* TEXT SHOWN *

KitDocumentation

RemoveWeirdCharacters

Not all datasets are clean from the start. One of the ways data is dirty is the column names. We created the RemoveWeirdColumn kit to remove non standard character from column namers. The kit can remove weird characters from either specified column names or the entire dataframe.

Options

columns: Specifies the columns to remove weird characters from, if not used, weird characters will be removed from the entire dataframe

Examples

Example 1 - Remove Non-ASCII Characters from Entire DataFrame

Cleans the full dataset by stripping out any characters outside the ASCII range. This is especially helpful when working with data where encoding issues may introduce stray symbols or formatting artifacts across all columns.

* EXTRACTED ENTRIES *
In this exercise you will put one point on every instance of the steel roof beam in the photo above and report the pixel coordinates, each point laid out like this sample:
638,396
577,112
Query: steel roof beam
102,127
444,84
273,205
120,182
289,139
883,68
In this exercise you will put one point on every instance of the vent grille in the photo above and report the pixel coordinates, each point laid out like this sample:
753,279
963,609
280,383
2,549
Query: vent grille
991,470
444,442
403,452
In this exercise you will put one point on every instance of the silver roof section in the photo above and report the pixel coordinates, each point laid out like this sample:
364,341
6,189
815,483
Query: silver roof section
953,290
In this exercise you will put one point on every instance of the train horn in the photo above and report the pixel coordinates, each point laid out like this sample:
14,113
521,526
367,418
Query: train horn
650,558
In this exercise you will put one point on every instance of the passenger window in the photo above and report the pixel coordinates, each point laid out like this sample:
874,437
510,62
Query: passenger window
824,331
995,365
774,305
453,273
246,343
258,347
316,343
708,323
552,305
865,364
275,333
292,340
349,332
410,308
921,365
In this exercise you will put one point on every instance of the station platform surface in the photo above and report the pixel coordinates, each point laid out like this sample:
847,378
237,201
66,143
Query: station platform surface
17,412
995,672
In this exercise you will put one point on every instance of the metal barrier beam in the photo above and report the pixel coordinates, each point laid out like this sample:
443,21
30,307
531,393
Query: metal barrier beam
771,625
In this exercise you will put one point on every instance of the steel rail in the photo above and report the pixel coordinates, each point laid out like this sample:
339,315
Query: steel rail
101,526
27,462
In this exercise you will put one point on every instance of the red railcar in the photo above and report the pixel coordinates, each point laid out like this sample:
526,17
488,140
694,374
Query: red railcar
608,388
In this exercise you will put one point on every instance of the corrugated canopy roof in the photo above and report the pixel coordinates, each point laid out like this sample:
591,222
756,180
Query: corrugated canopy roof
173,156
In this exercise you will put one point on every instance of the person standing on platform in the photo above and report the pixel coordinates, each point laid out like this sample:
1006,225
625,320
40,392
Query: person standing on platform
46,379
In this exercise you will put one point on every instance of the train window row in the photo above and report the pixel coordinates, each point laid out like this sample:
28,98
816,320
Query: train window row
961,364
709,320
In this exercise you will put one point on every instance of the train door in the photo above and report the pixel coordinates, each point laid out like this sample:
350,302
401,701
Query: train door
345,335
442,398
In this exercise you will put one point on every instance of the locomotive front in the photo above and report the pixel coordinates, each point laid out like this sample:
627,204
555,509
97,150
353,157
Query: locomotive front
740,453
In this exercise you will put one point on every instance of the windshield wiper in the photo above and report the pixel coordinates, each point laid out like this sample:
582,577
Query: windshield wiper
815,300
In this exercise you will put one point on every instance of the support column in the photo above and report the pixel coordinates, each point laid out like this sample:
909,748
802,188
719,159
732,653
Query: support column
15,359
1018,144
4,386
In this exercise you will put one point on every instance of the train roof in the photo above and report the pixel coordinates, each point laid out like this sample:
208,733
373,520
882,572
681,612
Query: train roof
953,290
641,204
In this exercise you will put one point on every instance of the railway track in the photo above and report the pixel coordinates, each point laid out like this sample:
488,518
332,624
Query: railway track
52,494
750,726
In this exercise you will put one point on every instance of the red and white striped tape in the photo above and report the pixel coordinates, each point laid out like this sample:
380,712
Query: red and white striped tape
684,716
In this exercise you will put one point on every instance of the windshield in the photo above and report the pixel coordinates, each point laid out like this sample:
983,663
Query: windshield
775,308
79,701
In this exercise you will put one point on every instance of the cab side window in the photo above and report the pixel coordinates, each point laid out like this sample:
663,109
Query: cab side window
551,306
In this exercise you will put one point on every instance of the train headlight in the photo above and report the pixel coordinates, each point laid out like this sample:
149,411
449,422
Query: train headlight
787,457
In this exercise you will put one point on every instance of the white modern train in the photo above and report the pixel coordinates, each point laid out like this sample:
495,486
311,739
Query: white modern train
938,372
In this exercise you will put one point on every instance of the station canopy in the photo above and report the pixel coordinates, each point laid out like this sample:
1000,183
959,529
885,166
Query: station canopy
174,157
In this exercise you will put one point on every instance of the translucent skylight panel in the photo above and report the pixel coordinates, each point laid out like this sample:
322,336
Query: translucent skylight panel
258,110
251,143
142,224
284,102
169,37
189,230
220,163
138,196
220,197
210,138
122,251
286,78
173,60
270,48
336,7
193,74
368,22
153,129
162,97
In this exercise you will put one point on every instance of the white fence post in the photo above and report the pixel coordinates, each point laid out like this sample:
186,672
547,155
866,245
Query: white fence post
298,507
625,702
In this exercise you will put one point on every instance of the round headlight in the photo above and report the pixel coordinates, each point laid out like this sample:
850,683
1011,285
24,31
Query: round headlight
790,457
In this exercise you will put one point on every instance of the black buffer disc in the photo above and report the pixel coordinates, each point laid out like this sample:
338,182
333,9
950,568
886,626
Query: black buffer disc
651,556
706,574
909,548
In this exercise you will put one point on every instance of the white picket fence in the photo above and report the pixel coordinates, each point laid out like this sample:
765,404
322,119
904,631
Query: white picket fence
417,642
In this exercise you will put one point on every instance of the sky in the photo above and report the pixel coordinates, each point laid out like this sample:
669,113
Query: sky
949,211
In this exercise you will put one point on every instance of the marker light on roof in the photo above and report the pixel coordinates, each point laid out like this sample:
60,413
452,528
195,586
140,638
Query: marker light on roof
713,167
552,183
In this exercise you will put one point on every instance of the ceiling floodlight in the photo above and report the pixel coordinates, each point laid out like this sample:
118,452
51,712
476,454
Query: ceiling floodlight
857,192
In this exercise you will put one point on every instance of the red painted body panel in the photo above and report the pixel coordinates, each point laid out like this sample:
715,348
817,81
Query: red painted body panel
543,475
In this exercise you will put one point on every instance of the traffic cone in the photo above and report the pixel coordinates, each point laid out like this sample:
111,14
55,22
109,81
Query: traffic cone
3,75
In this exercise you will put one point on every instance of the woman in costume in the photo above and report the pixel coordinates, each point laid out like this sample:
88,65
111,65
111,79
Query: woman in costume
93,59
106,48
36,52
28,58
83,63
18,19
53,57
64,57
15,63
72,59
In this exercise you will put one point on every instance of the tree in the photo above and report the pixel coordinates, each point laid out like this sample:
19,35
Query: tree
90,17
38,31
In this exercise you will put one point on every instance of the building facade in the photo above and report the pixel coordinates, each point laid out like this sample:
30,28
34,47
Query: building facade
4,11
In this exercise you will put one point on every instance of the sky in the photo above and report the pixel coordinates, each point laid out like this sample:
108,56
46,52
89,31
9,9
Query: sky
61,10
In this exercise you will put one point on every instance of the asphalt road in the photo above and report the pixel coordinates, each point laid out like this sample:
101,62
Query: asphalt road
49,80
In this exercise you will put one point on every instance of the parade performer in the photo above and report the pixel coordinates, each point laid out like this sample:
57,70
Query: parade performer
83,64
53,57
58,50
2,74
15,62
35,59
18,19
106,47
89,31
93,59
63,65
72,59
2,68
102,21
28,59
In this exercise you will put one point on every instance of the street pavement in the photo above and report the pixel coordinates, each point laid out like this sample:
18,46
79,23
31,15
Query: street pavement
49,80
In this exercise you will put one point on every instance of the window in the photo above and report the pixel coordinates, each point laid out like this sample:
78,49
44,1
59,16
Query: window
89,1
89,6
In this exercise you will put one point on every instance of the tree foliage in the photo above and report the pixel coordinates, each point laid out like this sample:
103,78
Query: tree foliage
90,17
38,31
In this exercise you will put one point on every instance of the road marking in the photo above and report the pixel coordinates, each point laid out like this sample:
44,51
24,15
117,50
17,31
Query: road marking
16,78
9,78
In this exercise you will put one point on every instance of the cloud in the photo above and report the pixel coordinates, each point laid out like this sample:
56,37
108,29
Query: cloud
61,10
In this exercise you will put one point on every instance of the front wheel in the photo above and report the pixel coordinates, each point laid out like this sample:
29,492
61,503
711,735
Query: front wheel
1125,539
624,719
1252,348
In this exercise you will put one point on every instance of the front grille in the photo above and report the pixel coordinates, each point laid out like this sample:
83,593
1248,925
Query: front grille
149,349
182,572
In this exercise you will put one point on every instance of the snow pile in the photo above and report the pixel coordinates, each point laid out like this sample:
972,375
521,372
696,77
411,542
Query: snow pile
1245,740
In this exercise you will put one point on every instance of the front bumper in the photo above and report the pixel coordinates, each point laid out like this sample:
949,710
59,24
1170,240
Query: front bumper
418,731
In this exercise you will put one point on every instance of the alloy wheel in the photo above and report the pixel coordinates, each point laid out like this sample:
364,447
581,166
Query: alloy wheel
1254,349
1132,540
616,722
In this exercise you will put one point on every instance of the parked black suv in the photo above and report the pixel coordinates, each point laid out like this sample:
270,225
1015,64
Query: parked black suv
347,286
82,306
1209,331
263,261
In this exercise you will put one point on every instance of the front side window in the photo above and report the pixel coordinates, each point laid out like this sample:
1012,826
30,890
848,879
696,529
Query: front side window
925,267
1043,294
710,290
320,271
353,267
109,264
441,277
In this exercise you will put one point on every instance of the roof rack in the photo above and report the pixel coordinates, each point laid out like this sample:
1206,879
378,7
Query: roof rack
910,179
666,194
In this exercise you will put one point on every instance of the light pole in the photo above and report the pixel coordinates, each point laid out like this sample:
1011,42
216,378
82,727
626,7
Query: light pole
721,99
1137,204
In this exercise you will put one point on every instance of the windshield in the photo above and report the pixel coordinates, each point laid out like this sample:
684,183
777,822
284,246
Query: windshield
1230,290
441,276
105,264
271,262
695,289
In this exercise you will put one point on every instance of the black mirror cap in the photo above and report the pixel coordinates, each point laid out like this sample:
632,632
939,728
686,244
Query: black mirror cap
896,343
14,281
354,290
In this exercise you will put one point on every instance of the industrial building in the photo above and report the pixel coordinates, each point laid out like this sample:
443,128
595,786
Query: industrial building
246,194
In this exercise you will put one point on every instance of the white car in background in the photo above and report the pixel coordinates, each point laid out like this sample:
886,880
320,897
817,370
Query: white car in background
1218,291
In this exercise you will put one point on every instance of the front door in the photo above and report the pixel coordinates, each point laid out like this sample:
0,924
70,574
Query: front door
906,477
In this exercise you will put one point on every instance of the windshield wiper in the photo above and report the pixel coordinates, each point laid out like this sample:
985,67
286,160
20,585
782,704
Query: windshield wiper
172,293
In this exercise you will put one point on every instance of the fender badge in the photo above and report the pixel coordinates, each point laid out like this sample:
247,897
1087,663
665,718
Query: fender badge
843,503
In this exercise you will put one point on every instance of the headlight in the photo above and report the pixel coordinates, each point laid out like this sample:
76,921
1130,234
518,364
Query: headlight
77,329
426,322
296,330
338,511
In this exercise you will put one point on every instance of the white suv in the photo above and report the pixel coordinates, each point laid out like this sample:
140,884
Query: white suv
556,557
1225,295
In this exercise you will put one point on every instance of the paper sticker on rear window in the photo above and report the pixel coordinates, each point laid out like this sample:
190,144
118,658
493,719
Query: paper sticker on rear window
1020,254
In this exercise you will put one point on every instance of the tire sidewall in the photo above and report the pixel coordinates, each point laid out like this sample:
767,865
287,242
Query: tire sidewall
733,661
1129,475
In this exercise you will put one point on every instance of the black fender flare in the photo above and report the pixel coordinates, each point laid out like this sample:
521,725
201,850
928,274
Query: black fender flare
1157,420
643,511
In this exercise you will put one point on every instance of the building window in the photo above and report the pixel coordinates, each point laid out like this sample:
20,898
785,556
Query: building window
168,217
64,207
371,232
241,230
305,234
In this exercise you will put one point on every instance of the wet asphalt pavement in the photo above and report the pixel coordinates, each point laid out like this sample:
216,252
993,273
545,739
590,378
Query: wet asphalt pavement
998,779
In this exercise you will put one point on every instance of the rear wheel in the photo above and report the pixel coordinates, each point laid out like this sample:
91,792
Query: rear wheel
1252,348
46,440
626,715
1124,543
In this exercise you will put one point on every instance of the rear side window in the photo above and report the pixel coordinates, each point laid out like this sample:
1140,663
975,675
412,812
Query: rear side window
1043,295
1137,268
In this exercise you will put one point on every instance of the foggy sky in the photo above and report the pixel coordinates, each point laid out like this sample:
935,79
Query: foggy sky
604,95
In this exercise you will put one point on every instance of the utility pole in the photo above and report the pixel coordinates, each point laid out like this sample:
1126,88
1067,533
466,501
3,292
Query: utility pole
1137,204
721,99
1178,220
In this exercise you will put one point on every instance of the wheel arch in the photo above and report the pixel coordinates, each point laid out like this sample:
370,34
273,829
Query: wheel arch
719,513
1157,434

* WHAT TO DO *
Output the full RemoveWeirdCharacters kit documentation verbatim, with every line unchanged. None of the items above are needed here.

* OUTPUT OF THE EXERCISE *
KitDocumentation

RemoveWeirdCharacters

Not all datasets are clean from the start. One of the ways data is dirty is the column names. We created the RemoveWeirdColumn kit to remove non standard character from column namers. The kit can remove weird characters from either specified column names or the entire dataframe.

Options

columns: Specifies the columns to remove weird characters from, if not used, weird characters will be removed from the entire dataframe

Examples

Example 1 - Remove Non-ASCII Characters from Entire DataFrame

Cleans the full dataset by stripping out any characters outside the ASCII range. This is especially helpful when working with data where encoding issues may introduce stray symbols or formatting artifacts across all columns.